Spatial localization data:
..............................

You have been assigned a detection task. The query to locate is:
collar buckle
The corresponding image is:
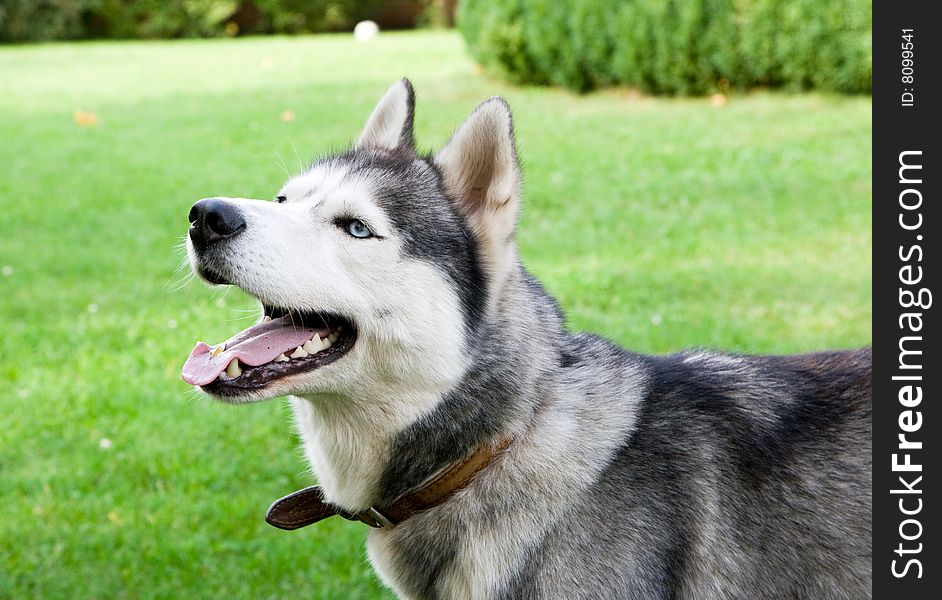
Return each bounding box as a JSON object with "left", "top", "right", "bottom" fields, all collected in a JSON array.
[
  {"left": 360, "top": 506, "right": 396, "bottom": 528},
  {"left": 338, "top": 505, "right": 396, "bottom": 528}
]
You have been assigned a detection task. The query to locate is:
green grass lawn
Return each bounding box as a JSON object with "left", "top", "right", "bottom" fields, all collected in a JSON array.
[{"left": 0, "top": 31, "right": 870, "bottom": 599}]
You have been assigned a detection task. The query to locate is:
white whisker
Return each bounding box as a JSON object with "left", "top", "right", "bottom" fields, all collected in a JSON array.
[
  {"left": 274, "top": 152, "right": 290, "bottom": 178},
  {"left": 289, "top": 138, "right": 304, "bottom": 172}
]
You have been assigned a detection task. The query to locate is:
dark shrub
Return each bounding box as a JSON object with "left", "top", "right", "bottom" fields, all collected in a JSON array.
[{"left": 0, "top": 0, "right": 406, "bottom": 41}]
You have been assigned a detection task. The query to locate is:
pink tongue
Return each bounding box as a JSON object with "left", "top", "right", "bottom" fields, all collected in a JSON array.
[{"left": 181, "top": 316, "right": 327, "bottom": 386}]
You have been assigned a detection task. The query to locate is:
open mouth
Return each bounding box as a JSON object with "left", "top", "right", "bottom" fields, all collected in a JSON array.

..............................

» Activity
The data above needs to be retyped exactly, with the images left out.

» Task response
You have been assigned a detection task. The query to locate is:
collar buckle
The corresponding image is:
Return each bounding box as a JSON object with "left", "top", "right", "bottom" fields, all collected in a JSON array.
[
  {"left": 360, "top": 506, "right": 396, "bottom": 528},
  {"left": 338, "top": 505, "right": 396, "bottom": 528}
]
You have been assigned a detection task. The query to locate is:
green grass lawn
Return each bounding box as a JSON object with "left", "top", "right", "bottom" fields, all collected in a JSON array.
[{"left": 0, "top": 31, "right": 870, "bottom": 599}]
You have been assigned a detection task. The query to locate is:
white whisker
Return each bounding box as a JSON object with "left", "top", "right", "bottom" fields, all collected in a JSON array.
[
  {"left": 274, "top": 152, "right": 290, "bottom": 178},
  {"left": 289, "top": 138, "right": 304, "bottom": 172}
]
You have been assigned a detection task. The query to locate is:
dark shrub
Return each bounding box as a JSON object with "left", "top", "right", "bottom" fields, all collected in a JSON array.
[{"left": 0, "top": 0, "right": 406, "bottom": 41}]
You have been assigned a detection task. The query to locate is:
pink tongue
Return each bounding box as a JSON object with "left", "top", "right", "bottom" fields, all collected in a JSON array.
[{"left": 181, "top": 316, "right": 327, "bottom": 386}]
You have been assigned a detection task. The query to locate is:
open mouth
Return each bounding box as a JSON object with "left", "top", "right", "bottom" fields, all collected in a JSON array.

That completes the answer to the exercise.